Would you repeat the whole listing exactly, pictures excluded?

▬▬▬▬▬▬

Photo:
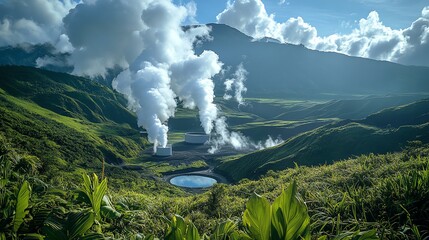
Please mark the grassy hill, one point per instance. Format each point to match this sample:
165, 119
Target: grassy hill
69, 122
378, 133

▬▬▬▬▬▬

*Reply to the task*.
Photo:
Please mark the grassy hill, one point per instance. Format each point to match this sample:
165, 119
Target: grassy hill
69, 122
378, 133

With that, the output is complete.